3.1 Developer Edition License

Provided that you comply with this Agreement (in particular Article 6), Engula grants you a non-exclusive, non-transferable, revocable, and free-of-charge right to:

(a) download, install, copy, and run the Engula Developer Edition;

(b) use the Engula Developer Edition within the scope set forth in Article 6;

(c) copy the binary and documentation of the Engula Developer Edition for your own backup or internal use.

This license grants you no rights whatsoever relating to the Engula Enterprise Edition.

3.2 Enterprise Edition License

Provided that you have paid the fees agreed in the Order Form, obtained a valid License Key, and comply with this Agreement, Engula grants you a non-exclusive, non-transferable, revocable, and time-limited right to:

(a) deploy the Engula Enterprise Edition for Production Use, within the capacity cap agreed in the Order Form;

(b) use the Engula Enterprise Edition within the scope of this Agreement;

(c) enjoy such other benefits as may be agreed in the Order Form, including but not limited to commercial support, SLA, compliance materials, and version upgrades.

**Information provided**

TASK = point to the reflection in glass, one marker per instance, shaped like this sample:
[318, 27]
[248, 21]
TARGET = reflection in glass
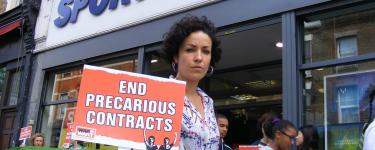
[343, 97]
[2, 81]
[6, 5]
[158, 66]
[263, 84]
[52, 123]
[340, 36]
[13, 88]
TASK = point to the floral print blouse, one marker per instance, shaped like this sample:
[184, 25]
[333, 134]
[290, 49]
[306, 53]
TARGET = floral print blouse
[199, 133]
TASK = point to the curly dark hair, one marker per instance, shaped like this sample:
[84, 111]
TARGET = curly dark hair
[182, 29]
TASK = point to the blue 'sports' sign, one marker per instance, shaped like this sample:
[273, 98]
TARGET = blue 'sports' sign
[68, 14]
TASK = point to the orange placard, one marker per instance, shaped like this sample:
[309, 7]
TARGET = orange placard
[26, 132]
[248, 147]
[125, 109]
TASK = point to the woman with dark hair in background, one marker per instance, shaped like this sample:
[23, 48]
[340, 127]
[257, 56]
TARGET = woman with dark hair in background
[193, 50]
[281, 132]
[310, 138]
[263, 142]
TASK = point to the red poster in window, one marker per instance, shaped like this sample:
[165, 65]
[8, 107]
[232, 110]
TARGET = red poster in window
[26, 132]
[126, 109]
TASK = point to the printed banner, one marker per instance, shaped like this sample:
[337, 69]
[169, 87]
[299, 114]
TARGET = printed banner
[128, 110]
[26, 132]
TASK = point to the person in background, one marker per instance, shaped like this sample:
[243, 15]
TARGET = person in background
[166, 143]
[264, 141]
[37, 140]
[150, 143]
[309, 139]
[223, 124]
[281, 132]
[299, 138]
[193, 51]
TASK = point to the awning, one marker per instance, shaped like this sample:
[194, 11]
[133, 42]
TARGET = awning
[9, 27]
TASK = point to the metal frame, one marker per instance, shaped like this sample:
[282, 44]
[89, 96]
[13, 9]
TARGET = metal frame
[289, 64]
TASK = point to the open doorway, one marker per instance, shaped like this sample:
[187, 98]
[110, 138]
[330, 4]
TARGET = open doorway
[248, 79]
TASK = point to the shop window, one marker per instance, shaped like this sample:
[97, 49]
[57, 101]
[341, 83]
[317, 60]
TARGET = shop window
[13, 88]
[338, 103]
[331, 40]
[9, 87]
[2, 82]
[6, 5]
[346, 47]
[66, 74]
[157, 65]
[63, 86]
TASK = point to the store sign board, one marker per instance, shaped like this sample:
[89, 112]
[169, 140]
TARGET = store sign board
[73, 20]
[26, 132]
[123, 109]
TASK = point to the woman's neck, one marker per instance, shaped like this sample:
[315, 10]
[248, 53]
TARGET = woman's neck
[191, 86]
[191, 89]
[273, 145]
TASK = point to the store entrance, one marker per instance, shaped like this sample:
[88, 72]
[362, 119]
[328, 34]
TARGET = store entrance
[248, 78]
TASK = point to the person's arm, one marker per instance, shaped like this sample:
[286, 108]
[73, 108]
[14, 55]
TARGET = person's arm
[175, 138]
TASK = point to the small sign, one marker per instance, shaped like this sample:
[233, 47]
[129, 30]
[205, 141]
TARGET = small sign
[26, 132]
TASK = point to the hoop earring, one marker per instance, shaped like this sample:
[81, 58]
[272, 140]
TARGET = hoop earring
[210, 71]
[174, 67]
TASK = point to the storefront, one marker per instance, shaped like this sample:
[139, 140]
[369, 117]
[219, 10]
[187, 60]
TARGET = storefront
[306, 61]
[17, 23]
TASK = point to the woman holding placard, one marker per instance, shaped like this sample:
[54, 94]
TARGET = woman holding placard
[193, 50]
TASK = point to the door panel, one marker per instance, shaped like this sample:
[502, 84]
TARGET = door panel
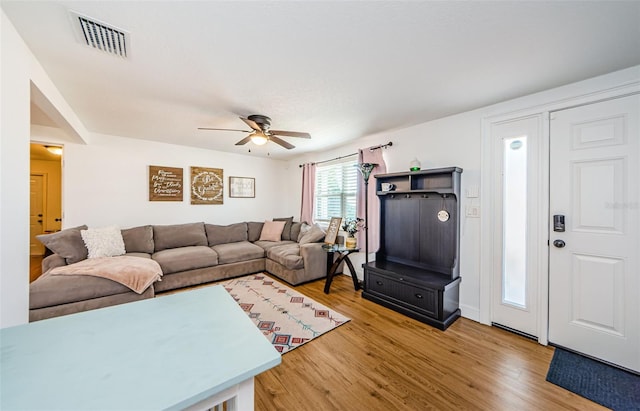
[593, 279]
[36, 213]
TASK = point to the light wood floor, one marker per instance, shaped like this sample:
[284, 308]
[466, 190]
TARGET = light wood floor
[382, 360]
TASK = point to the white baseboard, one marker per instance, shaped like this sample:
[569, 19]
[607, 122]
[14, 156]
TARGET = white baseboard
[472, 313]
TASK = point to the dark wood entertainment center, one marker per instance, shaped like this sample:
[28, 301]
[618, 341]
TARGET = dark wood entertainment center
[417, 268]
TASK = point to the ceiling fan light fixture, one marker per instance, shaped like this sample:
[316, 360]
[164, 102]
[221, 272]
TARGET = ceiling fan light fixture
[54, 150]
[258, 138]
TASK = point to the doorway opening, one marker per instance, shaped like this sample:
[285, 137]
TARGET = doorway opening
[45, 215]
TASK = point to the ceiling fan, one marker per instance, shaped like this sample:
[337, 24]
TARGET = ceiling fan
[261, 132]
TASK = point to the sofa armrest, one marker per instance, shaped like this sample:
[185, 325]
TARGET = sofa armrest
[52, 261]
[315, 259]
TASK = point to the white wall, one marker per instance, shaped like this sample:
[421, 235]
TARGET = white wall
[106, 183]
[14, 177]
[456, 141]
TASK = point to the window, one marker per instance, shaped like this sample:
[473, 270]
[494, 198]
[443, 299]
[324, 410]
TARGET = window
[336, 190]
[515, 222]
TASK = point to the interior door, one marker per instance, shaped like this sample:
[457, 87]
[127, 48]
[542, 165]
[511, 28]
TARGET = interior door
[36, 213]
[593, 255]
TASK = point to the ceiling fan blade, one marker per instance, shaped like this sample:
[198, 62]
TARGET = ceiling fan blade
[223, 129]
[290, 133]
[280, 141]
[243, 141]
[251, 123]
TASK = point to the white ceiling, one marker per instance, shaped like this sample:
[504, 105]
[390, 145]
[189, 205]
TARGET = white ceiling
[338, 70]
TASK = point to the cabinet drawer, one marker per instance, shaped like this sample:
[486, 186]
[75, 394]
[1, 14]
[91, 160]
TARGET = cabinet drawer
[419, 298]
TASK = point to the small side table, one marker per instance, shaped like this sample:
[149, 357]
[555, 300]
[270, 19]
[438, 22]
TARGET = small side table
[332, 266]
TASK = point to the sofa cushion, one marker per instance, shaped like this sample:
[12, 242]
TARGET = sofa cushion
[179, 235]
[254, 229]
[286, 231]
[138, 239]
[239, 251]
[178, 259]
[272, 231]
[51, 290]
[223, 234]
[267, 245]
[103, 242]
[67, 244]
[287, 255]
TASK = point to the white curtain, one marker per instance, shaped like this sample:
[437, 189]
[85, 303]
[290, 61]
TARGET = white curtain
[373, 225]
[308, 192]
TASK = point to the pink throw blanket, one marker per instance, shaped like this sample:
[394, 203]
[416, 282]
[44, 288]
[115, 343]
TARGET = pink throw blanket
[137, 273]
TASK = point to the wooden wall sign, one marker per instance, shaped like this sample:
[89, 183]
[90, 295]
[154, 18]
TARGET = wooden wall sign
[206, 185]
[165, 183]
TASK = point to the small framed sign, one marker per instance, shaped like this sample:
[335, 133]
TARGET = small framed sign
[206, 185]
[332, 230]
[242, 187]
[165, 183]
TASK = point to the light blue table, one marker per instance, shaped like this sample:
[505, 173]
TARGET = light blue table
[191, 349]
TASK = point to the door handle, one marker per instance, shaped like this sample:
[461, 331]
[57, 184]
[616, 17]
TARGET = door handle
[558, 243]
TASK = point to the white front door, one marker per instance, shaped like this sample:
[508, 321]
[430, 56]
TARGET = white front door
[516, 154]
[594, 268]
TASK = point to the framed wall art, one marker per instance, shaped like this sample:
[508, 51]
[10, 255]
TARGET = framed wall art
[332, 230]
[207, 185]
[165, 183]
[242, 187]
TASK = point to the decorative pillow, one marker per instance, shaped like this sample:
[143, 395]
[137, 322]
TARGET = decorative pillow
[67, 244]
[254, 228]
[272, 231]
[138, 239]
[303, 229]
[295, 231]
[286, 231]
[313, 235]
[103, 242]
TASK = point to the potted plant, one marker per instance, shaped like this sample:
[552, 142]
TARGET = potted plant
[351, 226]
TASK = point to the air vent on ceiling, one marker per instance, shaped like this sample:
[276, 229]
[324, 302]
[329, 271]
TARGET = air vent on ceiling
[100, 36]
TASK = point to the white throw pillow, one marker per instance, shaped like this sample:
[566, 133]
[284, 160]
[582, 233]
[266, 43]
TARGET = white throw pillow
[103, 242]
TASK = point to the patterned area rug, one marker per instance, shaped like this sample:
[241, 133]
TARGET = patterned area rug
[287, 318]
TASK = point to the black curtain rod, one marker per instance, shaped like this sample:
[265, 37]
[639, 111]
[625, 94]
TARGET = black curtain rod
[389, 144]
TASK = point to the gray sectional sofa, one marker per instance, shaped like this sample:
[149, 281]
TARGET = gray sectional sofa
[189, 255]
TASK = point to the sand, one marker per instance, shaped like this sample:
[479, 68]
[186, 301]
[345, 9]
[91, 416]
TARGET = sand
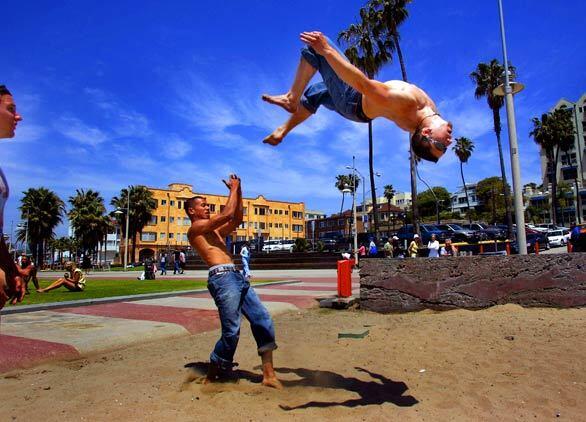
[503, 363]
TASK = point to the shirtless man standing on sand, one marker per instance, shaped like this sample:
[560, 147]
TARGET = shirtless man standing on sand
[348, 91]
[231, 291]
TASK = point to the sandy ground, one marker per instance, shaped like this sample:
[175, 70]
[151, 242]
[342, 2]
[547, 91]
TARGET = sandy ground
[505, 363]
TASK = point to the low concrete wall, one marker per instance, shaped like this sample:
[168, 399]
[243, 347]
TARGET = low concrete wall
[390, 285]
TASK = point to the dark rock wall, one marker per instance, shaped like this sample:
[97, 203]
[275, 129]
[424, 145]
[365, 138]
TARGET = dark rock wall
[389, 285]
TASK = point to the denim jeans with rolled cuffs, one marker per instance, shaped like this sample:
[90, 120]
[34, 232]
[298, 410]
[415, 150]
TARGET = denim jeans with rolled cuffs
[333, 93]
[234, 297]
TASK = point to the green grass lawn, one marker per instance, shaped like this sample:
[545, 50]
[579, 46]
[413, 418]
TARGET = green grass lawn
[97, 288]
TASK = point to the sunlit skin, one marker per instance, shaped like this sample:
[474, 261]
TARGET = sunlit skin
[10, 290]
[206, 235]
[405, 104]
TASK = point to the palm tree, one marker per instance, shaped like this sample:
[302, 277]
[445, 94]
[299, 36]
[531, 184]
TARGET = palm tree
[463, 150]
[142, 205]
[389, 195]
[344, 181]
[487, 77]
[388, 15]
[367, 52]
[88, 219]
[42, 209]
[554, 132]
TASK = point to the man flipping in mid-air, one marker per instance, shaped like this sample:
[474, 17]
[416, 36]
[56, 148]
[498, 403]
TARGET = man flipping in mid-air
[348, 91]
[231, 290]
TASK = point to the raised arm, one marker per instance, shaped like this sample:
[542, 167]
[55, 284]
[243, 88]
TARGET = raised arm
[344, 69]
[233, 224]
[206, 225]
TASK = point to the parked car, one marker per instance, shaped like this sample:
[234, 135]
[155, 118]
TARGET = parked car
[278, 245]
[532, 240]
[462, 234]
[406, 233]
[558, 237]
[491, 232]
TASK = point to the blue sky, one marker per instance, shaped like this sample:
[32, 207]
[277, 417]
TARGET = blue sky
[146, 92]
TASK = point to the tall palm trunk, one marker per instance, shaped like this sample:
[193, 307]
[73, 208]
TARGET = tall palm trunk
[372, 190]
[497, 128]
[465, 191]
[412, 161]
[554, 188]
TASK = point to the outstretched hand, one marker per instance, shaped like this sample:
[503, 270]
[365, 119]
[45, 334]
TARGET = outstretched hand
[316, 40]
[233, 182]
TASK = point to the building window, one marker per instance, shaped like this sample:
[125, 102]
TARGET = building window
[148, 236]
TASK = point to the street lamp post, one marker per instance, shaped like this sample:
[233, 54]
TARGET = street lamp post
[508, 90]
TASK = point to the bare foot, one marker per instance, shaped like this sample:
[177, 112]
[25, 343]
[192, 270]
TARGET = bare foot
[284, 101]
[272, 382]
[274, 138]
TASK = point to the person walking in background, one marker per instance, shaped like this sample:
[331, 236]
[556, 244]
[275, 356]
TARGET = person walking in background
[163, 264]
[414, 246]
[448, 249]
[182, 261]
[176, 268]
[372, 249]
[245, 255]
[433, 246]
[388, 248]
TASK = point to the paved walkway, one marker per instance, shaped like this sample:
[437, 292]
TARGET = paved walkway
[37, 336]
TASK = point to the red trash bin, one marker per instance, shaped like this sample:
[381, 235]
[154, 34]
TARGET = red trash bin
[345, 278]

**Request**
Revise the license excerpt starting with "3.1 Developer Edition" and going on through "Engula Enterprise Edition.", replacing "free-of-charge" with "royalty-free". The material has no connection to the license excerpt.

**Worked solution**
3.1 Developer Edition License

Provided that you comply with this Agreement (in particular Article 6), Engula grants you a non-exclusive, non-transferable, revocable, and royalty-free right to:

(a) download, install, copy, and run the Engula Developer Edition;

(b) use the Engula Developer Edition within the scope set forth in Article 6;

(c) copy the binary and documentation of the Engula Developer Edition for your own backup or internal use.

This license grants you no rights whatsoever relating to the Engula Enterprise Edition.